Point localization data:

....

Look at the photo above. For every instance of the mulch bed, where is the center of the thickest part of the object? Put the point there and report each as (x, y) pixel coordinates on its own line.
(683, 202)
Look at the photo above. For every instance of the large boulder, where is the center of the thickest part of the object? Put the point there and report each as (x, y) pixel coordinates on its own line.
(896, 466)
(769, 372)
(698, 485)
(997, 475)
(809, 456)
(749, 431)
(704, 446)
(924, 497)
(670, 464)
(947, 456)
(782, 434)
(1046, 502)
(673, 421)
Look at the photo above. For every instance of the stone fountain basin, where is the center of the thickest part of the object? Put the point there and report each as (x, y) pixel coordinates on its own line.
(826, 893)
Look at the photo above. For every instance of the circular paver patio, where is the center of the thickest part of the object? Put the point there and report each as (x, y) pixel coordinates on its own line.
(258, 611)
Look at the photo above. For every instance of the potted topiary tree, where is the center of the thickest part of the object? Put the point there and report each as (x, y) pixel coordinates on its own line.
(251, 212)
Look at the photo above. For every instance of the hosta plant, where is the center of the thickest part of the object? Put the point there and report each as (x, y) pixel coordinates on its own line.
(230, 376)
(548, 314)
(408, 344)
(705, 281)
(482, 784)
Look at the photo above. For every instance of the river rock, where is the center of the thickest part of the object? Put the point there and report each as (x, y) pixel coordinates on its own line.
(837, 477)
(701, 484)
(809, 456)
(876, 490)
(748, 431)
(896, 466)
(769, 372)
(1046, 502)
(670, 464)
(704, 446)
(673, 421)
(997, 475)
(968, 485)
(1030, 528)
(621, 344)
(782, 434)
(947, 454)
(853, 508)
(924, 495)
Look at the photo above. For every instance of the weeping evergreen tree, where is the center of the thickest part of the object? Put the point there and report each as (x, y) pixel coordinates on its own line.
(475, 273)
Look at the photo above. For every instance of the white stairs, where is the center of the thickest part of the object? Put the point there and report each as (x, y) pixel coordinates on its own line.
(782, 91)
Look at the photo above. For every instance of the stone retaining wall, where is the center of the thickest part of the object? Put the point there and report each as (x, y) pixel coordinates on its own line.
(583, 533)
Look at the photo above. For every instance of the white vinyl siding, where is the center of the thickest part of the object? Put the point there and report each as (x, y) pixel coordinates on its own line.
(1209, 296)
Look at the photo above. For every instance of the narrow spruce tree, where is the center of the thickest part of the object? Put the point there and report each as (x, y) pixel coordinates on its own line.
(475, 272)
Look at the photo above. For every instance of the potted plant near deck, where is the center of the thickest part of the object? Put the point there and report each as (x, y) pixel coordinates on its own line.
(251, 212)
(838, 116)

....

* [YOUR TASK] Copy each record exactly, leaving nothing out.

* [OUTPUT FOR THIS TASK]
Look at the photo above. For every instance of the mulch bed, where is the center of the thickest part of the object? Put the point there and report each as (x, y) pixel coordinates on its own line.
(683, 202)
Look at the photo above. For every instance of the large boulder, where is the center of the thickest part of the object? Put the point there and report each as (x, y) pixel coordinates on its own line.
(896, 466)
(769, 372)
(698, 485)
(997, 475)
(809, 456)
(749, 431)
(704, 446)
(924, 497)
(670, 464)
(947, 456)
(782, 434)
(1046, 502)
(673, 421)
Look at the photo above. For every instance of the stone fountain basin, where is the center of the thickest part of the object? Put the point there and report each as (x, y) pixel coordinates on its own line.
(826, 893)
Look at the photo above. For every instance of the circular paver patio, where is the center of the thickest part of the object? Put the point there and report each as (x, y) pixel coordinates on its own line.
(258, 611)
Look at the photo above. For every instance of the potted topiary tree, where is the center of the thickest part of the object? Put the point there and report each as (x, y) pixel coordinates on its own line.
(251, 212)
Look at the photo above. For every instance of the hosta plant, where is the center of the thickest part of the object? Put the point there and report each as (x, y) pixel coordinates on its own line.
(230, 376)
(548, 314)
(408, 344)
(705, 281)
(482, 784)
Look at the photo above. For every instance of the river rock, where is the center of the thickest part of the object? Put the point there and report each as (x, y) pixel coordinates on its own line.
(837, 477)
(701, 484)
(809, 456)
(876, 490)
(748, 431)
(896, 466)
(769, 372)
(1046, 502)
(670, 464)
(704, 446)
(673, 421)
(997, 475)
(968, 485)
(1030, 528)
(621, 344)
(782, 434)
(947, 454)
(853, 508)
(924, 495)
Look at the photo above. For every instance of the weeping evergreen tree, where is the center of the thickest part of the object? Put the point there and report each as (x, y) pixel coordinates on its own line.
(475, 273)
Look at the photo above. For every instance of the white stairs, where is the center of the thickest part of the object? Put the point there and report each as (x, y) pixel coordinates on its own line.
(782, 91)
Look at the photo above. For every instance of the stone retaining wall, where is the center of the thickest part of the object? Put the point there and report each as (x, y) pixel coordinates on its own line.
(583, 533)
Look at the photo above. For every instance of the white vinyl siding, where is the center of the thickest part of the object? Put the point there and report each as (x, y) pixel coordinates on its own line.
(1209, 296)
Look at the photo above. For every instance of the narrow spruce tree, where is the center of the thickest part of the object? Put the point there and report each as (x, y) pixel coordinates on its own line.
(475, 272)
Look at the photo above. For every instance of the potted plant near deck, where is the center of the thickest part of the object? Put the point there and report each as (x, y) pixel coordinates on its own line.
(251, 212)
(838, 116)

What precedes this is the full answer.